▶ [TEXT PASSAGE]:
3.3. Feature Selection

Feature selection decreases the number of input attributes by selecting only relevant features, which can lower computing costs and improve model performance. In this case, the XGBoost model was optimized using Particle Swarm Optimization (PSO) and then employed with SHAP (Shapley Additive Explanations) value analysis for feature selection. XGBoost is a boosting ensemble learning ML model based on the decision tree. It utilizes gradient boosting for regression and classification by iteratively calculating weak classifiers [14]. Particle Swarm Optimization (PSO) is a computational method inspired by the social behavior of birds or fish, used for finding optimal solutions by having a group of candidate solutions (particles) move through the solution space based on individual and collective experience[15]. SHAP is a method used to interpret the output of machine learning models by providing consistent and locally accurate feature importance values [16]. It is based on Shapley values from cooperative game theory, ensuring that the contribution of each attribute to the prediction is fairly distributed. By combining PSO with XGBoost, an effective feature selection process was achieved, enhancing the performance of the model. Each feature’s significance was determined using SHAP importance value. Based on these importance values, a subset of top 14 features were considered.

3.4. Dataset Splitting

70% of the dataset was split into training data and 30% of the dataset was split into testing data. Stratified sampling is applied to the dataset split to preserve the class distribution.

3.5. Model Selection

After the feature selection process, six classifiers were trained and tested using the dataset with all features and selected features. The six machine learning models are LR, DT,RF, BTM, SVM.

3.5.1. Logistic Regression

Logistic Regression (LR) is a linear model commonly used for binary classification tasks. It estimates the probability of a categorical outcome based on one or more predictor variables using a logistic function [17].

3.5.2. Decision Tree

A Decision Tree (DT) constructs a tree-shaped model to make decisions. In this model, each internal node signifies a decision criterion based on a feature, each branch denotes the result of that criterion, and each leaf node indicates a classification label [18].

▶ [EXCERPTED RECORDS]:
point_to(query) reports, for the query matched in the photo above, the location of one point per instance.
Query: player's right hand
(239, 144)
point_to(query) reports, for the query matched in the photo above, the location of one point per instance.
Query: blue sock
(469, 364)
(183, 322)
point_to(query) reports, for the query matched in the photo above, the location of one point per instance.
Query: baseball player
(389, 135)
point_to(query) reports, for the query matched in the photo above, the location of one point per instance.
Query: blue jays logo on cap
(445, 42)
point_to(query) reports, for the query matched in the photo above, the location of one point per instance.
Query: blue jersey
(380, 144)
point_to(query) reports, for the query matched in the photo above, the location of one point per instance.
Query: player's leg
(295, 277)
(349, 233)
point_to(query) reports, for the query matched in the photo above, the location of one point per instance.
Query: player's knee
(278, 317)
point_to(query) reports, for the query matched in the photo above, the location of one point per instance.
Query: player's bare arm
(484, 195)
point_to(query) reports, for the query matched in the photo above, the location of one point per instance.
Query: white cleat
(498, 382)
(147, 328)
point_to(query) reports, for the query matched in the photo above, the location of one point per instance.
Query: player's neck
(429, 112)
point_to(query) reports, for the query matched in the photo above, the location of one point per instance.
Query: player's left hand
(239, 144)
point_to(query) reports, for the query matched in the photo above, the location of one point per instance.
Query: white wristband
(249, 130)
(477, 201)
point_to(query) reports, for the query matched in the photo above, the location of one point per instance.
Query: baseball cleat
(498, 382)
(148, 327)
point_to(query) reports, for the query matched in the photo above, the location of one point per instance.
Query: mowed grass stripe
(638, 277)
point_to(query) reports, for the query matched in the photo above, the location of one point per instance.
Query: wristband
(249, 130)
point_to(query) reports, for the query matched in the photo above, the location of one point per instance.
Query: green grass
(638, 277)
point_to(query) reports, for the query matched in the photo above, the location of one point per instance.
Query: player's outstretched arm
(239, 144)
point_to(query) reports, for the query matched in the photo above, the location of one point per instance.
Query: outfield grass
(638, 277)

▶ [PROBLEM TO SOLVE]:
According to the passage on feature selection, what method was used to optimize the XGBoost model? Draw only on the passage on feature selection, not on the material.

▶ [FINAL ANSWER]:
Particle Swarm Optimization (PSO).